Ejercicio breve –
Copia todo el material que sigue, línea por línea y sin ningún cambio.

[Fragmentos de un conjunto de datos de etiquetado de puntos]
※ ※ ※

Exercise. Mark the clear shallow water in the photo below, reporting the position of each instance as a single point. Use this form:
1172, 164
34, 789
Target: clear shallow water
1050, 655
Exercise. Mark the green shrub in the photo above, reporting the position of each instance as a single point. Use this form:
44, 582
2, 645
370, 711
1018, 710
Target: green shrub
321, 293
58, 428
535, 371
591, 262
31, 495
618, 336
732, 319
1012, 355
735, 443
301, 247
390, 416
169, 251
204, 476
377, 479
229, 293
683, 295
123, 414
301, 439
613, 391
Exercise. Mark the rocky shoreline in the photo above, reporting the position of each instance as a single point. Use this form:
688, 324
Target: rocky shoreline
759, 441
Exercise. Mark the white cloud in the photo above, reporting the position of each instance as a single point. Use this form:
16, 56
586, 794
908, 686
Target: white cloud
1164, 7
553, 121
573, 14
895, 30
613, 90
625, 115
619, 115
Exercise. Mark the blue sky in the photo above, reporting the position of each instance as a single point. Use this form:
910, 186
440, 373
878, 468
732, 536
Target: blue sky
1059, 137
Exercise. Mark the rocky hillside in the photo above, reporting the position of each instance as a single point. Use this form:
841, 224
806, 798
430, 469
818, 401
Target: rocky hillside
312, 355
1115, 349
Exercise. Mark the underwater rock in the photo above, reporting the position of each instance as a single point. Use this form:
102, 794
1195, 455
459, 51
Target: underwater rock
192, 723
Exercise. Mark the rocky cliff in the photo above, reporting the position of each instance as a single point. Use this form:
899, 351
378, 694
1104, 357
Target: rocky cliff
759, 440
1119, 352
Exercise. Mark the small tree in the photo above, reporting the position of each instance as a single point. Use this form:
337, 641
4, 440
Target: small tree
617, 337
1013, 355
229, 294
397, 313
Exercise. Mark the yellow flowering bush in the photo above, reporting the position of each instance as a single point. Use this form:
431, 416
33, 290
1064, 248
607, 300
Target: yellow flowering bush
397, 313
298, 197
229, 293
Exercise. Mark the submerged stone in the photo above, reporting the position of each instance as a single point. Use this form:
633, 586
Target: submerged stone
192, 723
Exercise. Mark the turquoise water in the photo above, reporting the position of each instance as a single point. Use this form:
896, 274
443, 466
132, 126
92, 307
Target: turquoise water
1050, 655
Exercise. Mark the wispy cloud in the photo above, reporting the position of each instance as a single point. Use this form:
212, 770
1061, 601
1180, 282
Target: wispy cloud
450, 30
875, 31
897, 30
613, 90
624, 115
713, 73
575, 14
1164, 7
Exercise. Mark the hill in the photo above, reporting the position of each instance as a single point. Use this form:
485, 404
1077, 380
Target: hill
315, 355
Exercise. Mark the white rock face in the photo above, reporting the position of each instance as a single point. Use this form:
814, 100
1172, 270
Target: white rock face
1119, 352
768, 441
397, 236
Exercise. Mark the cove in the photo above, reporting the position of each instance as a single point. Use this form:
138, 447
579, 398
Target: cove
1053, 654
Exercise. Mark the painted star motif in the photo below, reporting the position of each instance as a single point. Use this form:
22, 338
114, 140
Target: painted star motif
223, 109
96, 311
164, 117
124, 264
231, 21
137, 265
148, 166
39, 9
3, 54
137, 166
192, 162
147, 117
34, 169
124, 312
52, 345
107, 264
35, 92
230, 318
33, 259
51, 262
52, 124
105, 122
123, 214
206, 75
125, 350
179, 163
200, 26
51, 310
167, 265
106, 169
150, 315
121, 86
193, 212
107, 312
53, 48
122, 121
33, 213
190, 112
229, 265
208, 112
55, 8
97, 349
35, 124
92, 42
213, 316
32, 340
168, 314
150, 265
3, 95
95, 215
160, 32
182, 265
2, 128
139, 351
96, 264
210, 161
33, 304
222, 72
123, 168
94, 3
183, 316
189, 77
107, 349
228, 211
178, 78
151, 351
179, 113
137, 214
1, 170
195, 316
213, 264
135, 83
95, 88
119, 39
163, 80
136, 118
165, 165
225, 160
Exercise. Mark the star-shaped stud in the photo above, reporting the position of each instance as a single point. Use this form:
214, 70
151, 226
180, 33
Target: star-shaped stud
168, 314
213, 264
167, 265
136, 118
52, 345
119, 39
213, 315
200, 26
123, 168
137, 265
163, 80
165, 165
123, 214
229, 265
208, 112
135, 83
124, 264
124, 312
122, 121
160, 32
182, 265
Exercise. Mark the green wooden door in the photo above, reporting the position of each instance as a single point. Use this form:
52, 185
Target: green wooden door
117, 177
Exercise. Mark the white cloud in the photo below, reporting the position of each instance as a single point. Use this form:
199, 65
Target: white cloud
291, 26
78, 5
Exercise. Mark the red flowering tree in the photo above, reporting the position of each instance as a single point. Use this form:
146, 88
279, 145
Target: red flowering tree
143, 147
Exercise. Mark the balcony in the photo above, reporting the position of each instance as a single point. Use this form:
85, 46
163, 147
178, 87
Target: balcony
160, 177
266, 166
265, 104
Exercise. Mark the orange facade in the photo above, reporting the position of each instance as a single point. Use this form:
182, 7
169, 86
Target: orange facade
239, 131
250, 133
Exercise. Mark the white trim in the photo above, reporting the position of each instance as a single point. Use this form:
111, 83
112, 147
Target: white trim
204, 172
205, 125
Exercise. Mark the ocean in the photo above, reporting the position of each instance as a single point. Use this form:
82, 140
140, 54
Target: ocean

※ ※ ※

Respuesta esperada –
Exercise. Mark the clear shallow water in the photo below, reporting the position of each instance as a single point. Use this form:
1172, 164
34, 789
Target: clear shallow water
1050, 655
Exercise. Mark the green shrub in the photo above, reporting the position of each instance as a single point. Use this form:
44, 582
2, 645
370, 711
1018, 710
Target: green shrub
321, 293
58, 428
535, 371
591, 262
31, 495
618, 336
732, 319
1012, 355
735, 443
301, 247
390, 416
169, 251
204, 476
377, 479
229, 293
683, 295
123, 414
301, 439
613, 391
Exercise. Mark the rocky shoreline in the photo above, reporting the position of each instance as a single point. Use this form:
688, 324
Target: rocky shoreline
759, 441
Exercise. Mark the white cloud in the photo above, reporting the position of each instance as a single point. Use this form:
16, 56
586, 794
908, 686
Target: white cloud
1164, 7
553, 121
573, 14
895, 30
613, 90
625, 115
619, 115
Exercise. Mark the blue sky in the photo above, reporting the position of each instance as a single point. Use this form:
910, 186
440, 373
878, 468
732, 536
Target: blue sky
1059, 137
Exercise. Mark the rocky hillside in the photo above, reporting the position of each instance as a single point. Use this form:
841, 224
806, 798
430, 469
818, 401
Target: rocky hillside
312, 355
1115, 349
Exercise. Mark the underwater rock in the photo above, reporting the position of each instance as a single point. Use this form:
102, 794
1195, 455
459, 51
Target: underwater rock
192, 723
Exercise. Mark the rocky cliff in the photo above, reporting the position of each instance as a single point. Use this form:
899, 351
378, 694
1104, 357
Target: rocky cliff
759, 440
1119, 352
Exercise. Mark the small tree in the photo above, reporting the position of each instance as a single point. Use this form:
337, 641
4, 440
Target: small tree
617, 337
1013, 355
229, 294
397, 313
Exercise. Mark the yellow flowering bush in the photo above, reporting the position of each instance as a single point. Use this form:
431, 416
33, 290
1064, 248
607, 300
Target: yellow flowering bush
397, 313
298, 197
229, 293
Exercise. Mark the submerged stone in the photo above, reporting the position of each instance as a single point. Use this form:
633, 586
Target: submerged stone
192, 723
Exercise. Mark the turquoise water in the photo above, reporting the position of each instance as a single point. Use this form:
896, 274
443, 466
132, 126
92, 307
Target: turquoise water
1050, 655
Exercise. Mark the wispy cloud in the photo above, reporting the position of each instance as a single point. Use this form:
212, 770
1061, 601
1180, 282
Target: wispy cloud
450, 30
875, 31
897, 30
613, 90
624, 115
713, 73
575, 14
1164, 7
Exercise. Mark the hill in the photo above, reporting the position of each instance as a single point. Use this form:
485, 404
1077, 380
Target: hill
315, 355
Exercise. Mark the white rock face in the photo above, reporting the position of each instance as a single point. Use this form:
814, 100
1172, 270
Target: white rock face
1119, 352
768, 441
397, 236
Exercise. Mark the cove in the photo above, reporting the position of each instance as a single point. Use this form:
138, 447
579, 398
Target: cove
1053, 654
Exercise. Mark the painted star motif in the photo below, reporting the position of each instance as a single point. Use this form:
22, 338
114, 140
Target: painted star motif
223, 109
96, 311
164, 117
124, 264
231, 21
137, 265
148, 166
39, 9
3, 54
137, 166
192, 162
147, 117
34, 169
124, 312
52, 345
107, 264
35, 92
230, 318
33, 259
51, 262
52, 124
105, 122
123, 214
206, 75
125, 350
179, 163
200, 26
51, 310
167, 265
106, 169
150, 315
121, 86
193, 212
107, 312
53, 48
122, 121
33, 213
190, 112
229, 265
208, 112
55, 8
97, 349
35, 124
92, 42
213, 316
32, 340
168, 314
150, 265
3, 95
95, 215
160, 32
182, 265
2, 128
139, 351
96, 264
210, 161
33, 304
222, 72
123, 168
94, 3
183, 316
189, 77
107, 349
228, 211
178, 78
151, 351
179, 113
137, 214
1, 170
195, 316
213, 264
135, 83
95, 88
119, 39
163, 80
136, 118
165, 165
225, 160
Exercise. Mark the star-shaped stud in the photo above, reporting the position of each instance as a single point. Use this form:
214, 70
151, 226
180, 33
Target: star-shaped stud
168, 314
213, 264
167, 265
136, 118
52, 345
119, 39
213, 315
200, 26
123, 168
137, 265
163, 80
165, 165
123, 214
229, 265
208, 112
135, 83
124, 264
124, 312
122, 121
160, 32
182, 265
Exercise. Mark the green wooden door in the photo above, reporting the position of each instance as a single point. Use this form:
52, 185
Target: green wooden door
117, 177
Exercise. Mark the white cloud in the photo below, reporting the position of each instance as a single point. Use this form:
199, 65
Target: white cloud
291, 26
78, 5
Exercise. Mark the red flowering tree in the photo above, reporting the position of each instance as a single point. Use this form:
146, 88
279, 145
Target: red flowering tree
143, 147
Exercise. Mark the balcony in the photo above, reporting the position of each instance as a single point. Use this form:
85, 46
163, 147
178, 87
Target: balcony
160, 177
266, 166
265, 104
Exercise. Mark the orange facade in the photo above, reporting the position of each instance as a single point. Use this form:
182, 7
169, 86
Target: orange facade
239, 131
250, 133
Exercise. Mark the white trim in the photo above, reporting the position of each instance as a single point. Use this form:
111, 83
112, 147
Target: white trim
204, 172
205, 125
Exercise. Mark the ocean in the photo above, reporting the position of each instance as a single point. Use this form:
82, 140
140, 54
Target: ocean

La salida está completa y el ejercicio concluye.